■ RECORDS SHOWN
** Begin **

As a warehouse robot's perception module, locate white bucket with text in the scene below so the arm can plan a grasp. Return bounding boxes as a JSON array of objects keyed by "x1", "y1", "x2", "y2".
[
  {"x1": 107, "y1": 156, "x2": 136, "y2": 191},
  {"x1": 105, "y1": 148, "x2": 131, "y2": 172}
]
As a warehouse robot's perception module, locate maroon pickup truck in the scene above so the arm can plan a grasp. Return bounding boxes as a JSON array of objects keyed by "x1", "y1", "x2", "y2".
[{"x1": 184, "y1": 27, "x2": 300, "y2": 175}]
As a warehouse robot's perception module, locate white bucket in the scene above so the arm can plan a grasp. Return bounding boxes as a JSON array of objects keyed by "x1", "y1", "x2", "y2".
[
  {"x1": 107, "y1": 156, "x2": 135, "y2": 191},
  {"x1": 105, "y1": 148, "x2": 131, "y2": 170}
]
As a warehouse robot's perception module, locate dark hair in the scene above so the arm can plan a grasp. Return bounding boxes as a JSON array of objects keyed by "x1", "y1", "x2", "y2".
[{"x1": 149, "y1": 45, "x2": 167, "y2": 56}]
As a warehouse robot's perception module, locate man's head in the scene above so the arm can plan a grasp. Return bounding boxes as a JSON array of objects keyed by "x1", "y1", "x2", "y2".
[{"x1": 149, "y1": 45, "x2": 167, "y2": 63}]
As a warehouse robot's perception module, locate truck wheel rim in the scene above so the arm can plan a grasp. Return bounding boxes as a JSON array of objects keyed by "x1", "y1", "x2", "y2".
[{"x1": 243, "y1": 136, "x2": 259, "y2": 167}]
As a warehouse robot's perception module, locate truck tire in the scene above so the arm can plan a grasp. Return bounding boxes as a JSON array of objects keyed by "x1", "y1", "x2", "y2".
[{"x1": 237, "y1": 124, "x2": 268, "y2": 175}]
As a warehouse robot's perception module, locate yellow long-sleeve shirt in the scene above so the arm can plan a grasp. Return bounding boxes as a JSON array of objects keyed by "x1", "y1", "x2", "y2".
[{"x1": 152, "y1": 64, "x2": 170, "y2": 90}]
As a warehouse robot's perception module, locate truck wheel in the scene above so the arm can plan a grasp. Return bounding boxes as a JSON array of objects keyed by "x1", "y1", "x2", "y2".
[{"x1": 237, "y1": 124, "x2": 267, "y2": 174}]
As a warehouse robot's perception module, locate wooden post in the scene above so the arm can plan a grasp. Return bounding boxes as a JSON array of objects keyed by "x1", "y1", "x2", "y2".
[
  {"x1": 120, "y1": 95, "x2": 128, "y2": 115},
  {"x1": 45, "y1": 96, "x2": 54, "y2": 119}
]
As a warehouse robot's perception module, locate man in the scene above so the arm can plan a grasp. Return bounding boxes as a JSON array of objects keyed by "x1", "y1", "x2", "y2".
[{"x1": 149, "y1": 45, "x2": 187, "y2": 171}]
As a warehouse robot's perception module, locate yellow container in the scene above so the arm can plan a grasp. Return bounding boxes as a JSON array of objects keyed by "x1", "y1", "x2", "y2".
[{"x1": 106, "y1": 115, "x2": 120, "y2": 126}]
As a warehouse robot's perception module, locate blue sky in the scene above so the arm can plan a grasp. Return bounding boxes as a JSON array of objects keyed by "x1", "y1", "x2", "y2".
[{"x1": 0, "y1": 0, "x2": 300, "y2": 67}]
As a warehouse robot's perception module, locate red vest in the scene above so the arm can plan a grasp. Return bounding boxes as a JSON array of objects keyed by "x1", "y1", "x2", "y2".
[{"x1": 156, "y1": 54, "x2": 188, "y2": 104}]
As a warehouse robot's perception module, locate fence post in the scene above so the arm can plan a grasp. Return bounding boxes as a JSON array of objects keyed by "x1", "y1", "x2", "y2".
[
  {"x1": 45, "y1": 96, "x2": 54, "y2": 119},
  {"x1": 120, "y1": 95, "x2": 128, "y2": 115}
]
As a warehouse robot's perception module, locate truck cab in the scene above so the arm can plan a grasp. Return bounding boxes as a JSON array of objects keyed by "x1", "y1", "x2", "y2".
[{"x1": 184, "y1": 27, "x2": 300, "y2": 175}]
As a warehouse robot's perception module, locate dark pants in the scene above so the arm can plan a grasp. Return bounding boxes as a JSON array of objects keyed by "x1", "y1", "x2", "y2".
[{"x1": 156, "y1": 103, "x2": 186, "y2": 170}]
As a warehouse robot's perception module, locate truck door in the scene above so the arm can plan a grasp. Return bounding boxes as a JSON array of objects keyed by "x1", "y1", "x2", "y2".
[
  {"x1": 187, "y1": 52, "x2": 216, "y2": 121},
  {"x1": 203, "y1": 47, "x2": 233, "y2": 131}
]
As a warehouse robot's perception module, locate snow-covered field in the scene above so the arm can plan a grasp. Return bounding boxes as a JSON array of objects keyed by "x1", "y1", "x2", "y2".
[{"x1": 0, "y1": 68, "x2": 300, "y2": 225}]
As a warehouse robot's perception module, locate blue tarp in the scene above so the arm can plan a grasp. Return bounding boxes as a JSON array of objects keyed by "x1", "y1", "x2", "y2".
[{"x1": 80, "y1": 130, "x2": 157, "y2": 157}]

** End **
** Begin **

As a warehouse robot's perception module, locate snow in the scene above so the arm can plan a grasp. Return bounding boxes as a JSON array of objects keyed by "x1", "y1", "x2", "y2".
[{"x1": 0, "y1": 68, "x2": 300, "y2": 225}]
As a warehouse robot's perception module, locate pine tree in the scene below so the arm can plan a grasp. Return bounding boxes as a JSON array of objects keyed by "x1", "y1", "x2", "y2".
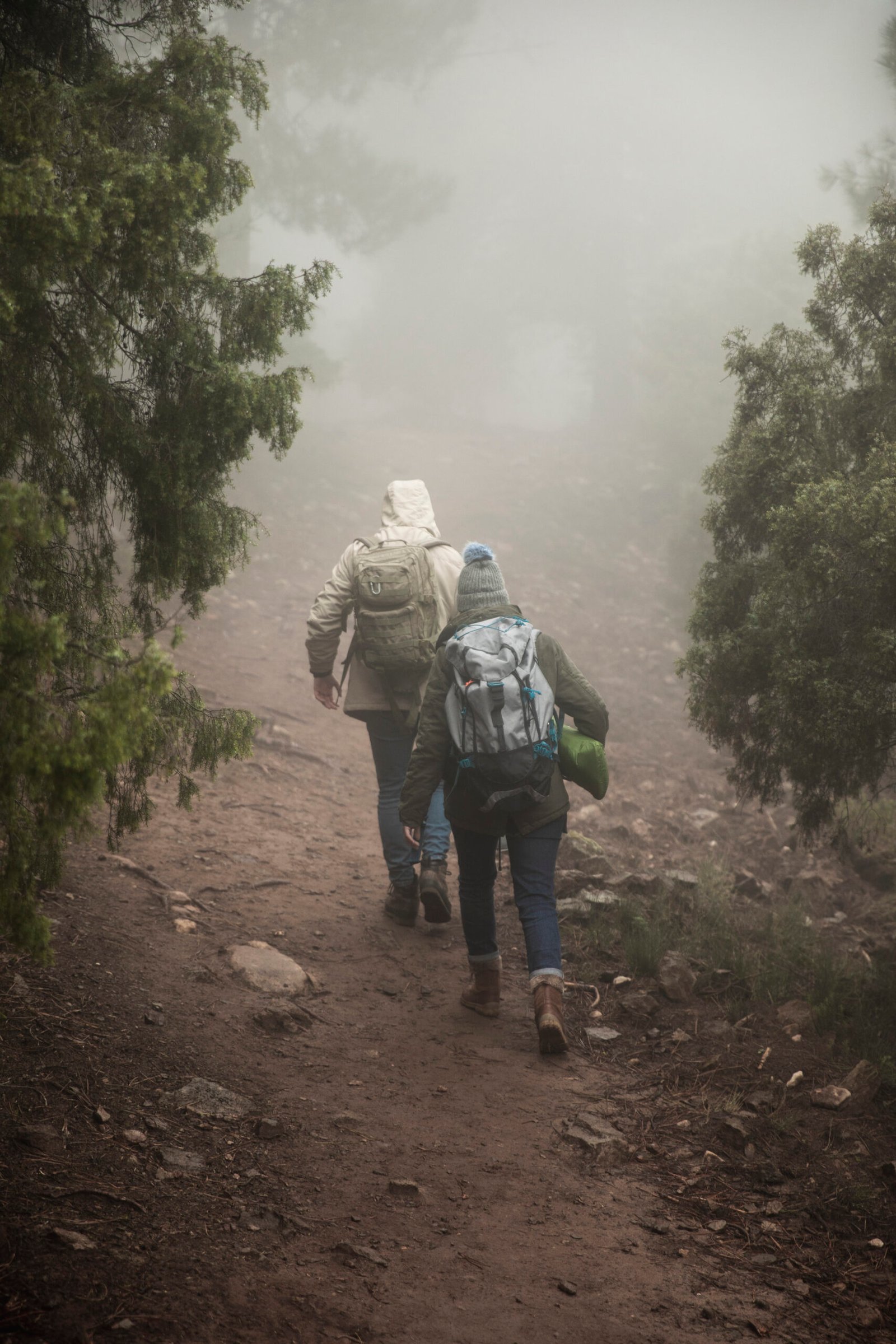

** End **

Find every line in the items that contains the string "dark" and copy each one. Matching is case-sensitive.

As a warehouse robot's perception module, locate dark hair in the scene above so the arm can plan a grasp. Return bounding boxes as a JSON array of objects keyed by "x1", "y1", "x2", "y2".
As a warehouse robot's perception module, locate dark pants in the scene above so the arm can plan a grasp. Return bounding boxes as a JSON array of objects keyed by "x1", "y1", "x2", "y2".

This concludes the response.